> **TESTO DA LEGGERE**
━━━━━━━━━━━━━━━━━━━━
Nacque a Pirano l’8 aprile 1692 da Giovanni Antonio Tartini, di origine fiorentina e «scrivano dei Sali» della Serenissima, e Caterina Zangrandi, di Pirano.
I genitori lo destinarono a intraprendere la carriera ecclesiastica, e la sua formazione giovanile si svolse presso il Collegio dei Padri delle Scuole Pie di Capodistria, dove sembra abbia appreso i primi rudimenti di violino. Nel 1708 si trasferì a Padova dove, sempre per volere del padre e indossando già l’abito talare, frequentò i corsi di legge all’Università.
La sua attività preferita a quel tempo, però, doveva essere la scherma, e la sua abilità in questo campo è testimoniata in diverse fonti come ineguagliabile.
Nel 1710, poco dopo la morte del padre, Tartini si ribellò al destino ecclesiastico impostogli dalla famiglia e si unì in matrimonio con una cittadina padovana, Elisabetta Premazore: le nozze furono celebrate il 29 luglio 1710 nella chiesa del Carmine. Questa iniziativa un po’ ardita scatenò la contrarietà della madre e del vescovo di Padova, il Cardinale Giorgio Cornaro: per fuggire dalle continue pressioni e minacce, Tartini fu costretto a lasciare la città.
Trovò rifugio ad Assisi, nel convento di San Francesco dove un suo parente, padre G. B. Torre, lo accolse e assecondò il suo interesse per lo studio del violino.
A questo periodo si può ricondurre l’incontro del giovane con il padre Černohorský, il quale lo introdusse allo studio della composizione. Dovendo provvedere al proprio sostentamento in seguito alla morte di padre Torre, iniziò a suonare nelle orchestre di alcuni teatri; nel 1714, ad esempio, prestava servizio nell’orchestra dell’Opera di Ancona.
Calmatesi le pressioni delle autorità padovane, Tartini tornò nel Veneto e, riunitosi con la moglie, visse per qualche tempo tra Padova e Venezia. Al 1716 si può far risalire il suo incontro con Veracini a Venezia in durante la festa in onore del Principe Elettore di Sassonia. Fu forse in questa occasione che il violinista decise di riprendere l’attività concertistica e di perfezionare il proprio virtuosismo.
Tra il 1717 e il 1718 si trovava di nuovo nelle Marche: figura infatti come primo violino nell’orchestra del Teatro di Fano.
━━━━━━━━━━━━━━━━━━━━
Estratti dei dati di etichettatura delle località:
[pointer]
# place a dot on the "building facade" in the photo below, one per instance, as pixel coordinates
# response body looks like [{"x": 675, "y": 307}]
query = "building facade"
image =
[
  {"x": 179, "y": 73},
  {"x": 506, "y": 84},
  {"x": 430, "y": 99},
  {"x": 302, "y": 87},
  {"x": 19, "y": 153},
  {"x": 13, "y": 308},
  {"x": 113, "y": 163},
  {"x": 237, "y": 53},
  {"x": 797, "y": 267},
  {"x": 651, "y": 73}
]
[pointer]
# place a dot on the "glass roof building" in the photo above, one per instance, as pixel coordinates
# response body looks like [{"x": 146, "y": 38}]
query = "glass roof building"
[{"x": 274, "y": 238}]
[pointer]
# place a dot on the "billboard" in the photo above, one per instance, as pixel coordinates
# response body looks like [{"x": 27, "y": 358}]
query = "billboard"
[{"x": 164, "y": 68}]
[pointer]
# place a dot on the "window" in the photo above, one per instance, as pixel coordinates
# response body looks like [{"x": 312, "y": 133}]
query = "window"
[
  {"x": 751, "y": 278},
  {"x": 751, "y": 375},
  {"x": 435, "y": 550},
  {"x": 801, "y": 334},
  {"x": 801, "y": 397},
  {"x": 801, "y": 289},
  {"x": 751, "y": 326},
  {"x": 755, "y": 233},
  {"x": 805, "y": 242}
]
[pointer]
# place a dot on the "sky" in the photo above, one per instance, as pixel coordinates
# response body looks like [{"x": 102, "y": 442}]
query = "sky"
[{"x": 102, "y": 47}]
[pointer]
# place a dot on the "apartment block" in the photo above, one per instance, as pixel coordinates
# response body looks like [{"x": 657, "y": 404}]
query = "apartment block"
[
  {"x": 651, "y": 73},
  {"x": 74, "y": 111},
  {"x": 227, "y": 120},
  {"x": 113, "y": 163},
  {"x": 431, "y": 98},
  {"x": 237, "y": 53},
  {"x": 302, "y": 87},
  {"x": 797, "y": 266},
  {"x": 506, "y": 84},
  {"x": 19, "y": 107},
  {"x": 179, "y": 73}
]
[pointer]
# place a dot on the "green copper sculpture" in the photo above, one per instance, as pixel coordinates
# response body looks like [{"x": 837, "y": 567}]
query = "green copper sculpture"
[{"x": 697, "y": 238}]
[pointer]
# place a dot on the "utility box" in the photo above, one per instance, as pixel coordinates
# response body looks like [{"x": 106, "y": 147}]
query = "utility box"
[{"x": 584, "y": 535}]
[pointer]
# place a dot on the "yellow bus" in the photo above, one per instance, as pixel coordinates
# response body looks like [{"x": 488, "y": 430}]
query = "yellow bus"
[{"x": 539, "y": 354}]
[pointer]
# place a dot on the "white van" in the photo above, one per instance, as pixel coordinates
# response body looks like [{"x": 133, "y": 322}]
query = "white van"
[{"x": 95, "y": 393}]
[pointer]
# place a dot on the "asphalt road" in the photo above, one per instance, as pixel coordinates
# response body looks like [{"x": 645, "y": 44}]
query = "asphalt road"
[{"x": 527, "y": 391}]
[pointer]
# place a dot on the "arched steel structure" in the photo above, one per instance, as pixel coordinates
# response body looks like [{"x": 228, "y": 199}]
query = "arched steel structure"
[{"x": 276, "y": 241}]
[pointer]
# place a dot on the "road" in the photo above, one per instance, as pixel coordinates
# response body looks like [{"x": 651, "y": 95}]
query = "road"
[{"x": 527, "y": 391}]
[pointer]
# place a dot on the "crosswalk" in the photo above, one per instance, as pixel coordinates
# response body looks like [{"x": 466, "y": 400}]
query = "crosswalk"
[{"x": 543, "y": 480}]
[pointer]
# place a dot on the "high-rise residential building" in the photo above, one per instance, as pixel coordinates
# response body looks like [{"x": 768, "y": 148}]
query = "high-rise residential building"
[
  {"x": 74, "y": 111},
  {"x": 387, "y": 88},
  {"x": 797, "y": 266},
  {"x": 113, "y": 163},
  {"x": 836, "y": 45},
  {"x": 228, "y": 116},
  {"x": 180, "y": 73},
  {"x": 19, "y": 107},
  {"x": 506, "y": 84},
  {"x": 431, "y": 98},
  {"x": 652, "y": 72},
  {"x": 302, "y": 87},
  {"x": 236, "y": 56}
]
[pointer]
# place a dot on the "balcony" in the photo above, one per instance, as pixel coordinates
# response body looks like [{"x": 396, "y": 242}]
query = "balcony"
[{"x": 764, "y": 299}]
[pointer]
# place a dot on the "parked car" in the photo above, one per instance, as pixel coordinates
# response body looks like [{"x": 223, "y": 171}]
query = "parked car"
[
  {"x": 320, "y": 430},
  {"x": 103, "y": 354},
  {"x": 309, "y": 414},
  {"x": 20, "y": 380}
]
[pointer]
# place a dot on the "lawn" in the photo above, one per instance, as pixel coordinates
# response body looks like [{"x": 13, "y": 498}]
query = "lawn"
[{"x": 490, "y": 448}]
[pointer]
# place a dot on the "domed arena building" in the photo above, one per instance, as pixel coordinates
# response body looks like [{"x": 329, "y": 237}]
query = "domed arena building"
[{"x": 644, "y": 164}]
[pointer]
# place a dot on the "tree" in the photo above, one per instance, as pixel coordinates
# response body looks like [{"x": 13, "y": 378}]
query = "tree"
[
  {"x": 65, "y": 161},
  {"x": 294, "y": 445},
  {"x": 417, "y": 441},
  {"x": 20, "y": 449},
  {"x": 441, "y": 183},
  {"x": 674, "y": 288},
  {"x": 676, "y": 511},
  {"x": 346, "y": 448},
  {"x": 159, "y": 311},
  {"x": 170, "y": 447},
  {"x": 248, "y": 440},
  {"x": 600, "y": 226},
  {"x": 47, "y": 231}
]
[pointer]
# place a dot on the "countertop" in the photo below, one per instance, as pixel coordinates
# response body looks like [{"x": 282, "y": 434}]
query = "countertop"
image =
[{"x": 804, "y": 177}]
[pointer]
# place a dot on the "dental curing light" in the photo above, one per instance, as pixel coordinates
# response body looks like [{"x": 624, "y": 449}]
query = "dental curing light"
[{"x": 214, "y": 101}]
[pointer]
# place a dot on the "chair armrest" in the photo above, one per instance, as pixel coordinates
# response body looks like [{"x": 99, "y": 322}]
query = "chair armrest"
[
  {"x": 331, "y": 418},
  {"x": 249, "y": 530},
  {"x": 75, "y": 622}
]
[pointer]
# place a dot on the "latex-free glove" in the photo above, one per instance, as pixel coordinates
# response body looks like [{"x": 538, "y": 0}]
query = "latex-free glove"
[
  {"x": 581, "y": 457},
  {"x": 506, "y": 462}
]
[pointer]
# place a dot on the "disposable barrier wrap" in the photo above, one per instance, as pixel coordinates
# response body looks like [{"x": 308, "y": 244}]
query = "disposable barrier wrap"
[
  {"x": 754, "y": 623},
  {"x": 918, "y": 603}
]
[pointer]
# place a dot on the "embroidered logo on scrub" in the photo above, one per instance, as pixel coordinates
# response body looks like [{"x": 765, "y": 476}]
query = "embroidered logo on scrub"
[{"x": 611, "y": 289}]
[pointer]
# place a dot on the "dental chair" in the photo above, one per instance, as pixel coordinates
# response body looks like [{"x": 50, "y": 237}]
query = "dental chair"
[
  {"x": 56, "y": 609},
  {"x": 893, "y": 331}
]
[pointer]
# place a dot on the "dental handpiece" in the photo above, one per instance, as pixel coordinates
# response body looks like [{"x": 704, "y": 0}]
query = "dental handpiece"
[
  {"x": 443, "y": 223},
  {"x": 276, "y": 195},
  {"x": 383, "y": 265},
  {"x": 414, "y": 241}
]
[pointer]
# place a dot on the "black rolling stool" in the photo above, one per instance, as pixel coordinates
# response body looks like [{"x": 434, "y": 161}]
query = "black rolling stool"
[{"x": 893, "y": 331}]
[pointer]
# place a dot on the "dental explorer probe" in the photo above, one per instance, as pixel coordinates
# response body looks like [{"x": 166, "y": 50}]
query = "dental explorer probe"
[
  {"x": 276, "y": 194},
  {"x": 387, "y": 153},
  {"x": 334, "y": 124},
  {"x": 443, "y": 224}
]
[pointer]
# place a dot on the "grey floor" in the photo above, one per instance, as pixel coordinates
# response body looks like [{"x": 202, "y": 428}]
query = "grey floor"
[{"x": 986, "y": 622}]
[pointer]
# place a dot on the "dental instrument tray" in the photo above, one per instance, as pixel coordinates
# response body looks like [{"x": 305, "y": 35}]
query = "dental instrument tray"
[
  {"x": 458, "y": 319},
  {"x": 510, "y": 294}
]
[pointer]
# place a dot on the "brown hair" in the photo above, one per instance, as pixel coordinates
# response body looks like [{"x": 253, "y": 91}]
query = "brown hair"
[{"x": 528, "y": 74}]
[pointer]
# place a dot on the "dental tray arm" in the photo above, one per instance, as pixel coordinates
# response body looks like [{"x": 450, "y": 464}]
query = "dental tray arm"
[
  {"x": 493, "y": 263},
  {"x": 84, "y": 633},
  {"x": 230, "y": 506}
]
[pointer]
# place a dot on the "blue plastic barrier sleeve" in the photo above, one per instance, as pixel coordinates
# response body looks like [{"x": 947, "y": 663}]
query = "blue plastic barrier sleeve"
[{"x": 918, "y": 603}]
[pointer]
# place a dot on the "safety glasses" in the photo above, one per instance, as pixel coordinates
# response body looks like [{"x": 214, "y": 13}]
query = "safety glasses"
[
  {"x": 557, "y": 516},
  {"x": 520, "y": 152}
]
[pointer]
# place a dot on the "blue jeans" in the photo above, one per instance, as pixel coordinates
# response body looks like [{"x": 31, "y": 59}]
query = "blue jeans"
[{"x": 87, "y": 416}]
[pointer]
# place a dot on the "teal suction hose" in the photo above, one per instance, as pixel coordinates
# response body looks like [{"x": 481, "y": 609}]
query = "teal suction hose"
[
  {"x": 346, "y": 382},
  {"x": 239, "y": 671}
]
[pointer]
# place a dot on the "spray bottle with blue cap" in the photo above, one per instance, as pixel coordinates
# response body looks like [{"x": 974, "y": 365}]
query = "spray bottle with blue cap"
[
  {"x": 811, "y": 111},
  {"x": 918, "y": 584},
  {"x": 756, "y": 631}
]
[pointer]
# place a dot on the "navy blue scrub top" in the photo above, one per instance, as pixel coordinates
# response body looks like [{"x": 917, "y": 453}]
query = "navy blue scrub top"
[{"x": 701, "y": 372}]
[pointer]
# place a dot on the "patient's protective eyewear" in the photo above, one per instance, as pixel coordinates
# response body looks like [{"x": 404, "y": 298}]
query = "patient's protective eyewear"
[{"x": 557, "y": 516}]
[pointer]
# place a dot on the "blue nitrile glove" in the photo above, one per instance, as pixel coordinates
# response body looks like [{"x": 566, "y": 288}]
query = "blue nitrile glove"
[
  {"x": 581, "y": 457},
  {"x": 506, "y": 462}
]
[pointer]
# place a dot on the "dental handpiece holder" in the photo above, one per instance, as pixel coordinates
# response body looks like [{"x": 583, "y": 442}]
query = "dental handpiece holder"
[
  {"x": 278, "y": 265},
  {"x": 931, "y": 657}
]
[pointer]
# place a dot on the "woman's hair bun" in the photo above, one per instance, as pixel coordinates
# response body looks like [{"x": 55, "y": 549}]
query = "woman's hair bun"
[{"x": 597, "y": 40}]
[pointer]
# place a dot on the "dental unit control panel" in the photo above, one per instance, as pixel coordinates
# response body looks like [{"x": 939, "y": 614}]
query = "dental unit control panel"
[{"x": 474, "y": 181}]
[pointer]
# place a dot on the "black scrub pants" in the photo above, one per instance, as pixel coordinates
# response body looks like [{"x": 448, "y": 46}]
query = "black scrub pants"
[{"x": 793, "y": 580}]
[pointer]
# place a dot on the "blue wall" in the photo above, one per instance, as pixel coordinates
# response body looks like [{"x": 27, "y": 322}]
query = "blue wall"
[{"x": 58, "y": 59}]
━━━━━━━━━━━━━━━━━━━━
> **LA CONSEGNA**
In base al testo su Tartini, spiega in una-tre frasi perché il giovane fu costretto a lasciare Padova.

> **RISPOSTA COMPLETA**
Tartini dovette lasciare Padova per sfuggire alle continue pressioni e minacce seguite al suo matrimonio con Elisabetta Premazore, celebrato il 29 luglio 1710. Con quelle nozze si era ribellato al destino ecclesiastico impostogli dalla famiglia. Questa scelta aveva scatenato la contrarietà della madre e del vescovo di Padova, il Cardinale Giorgio Cornaro.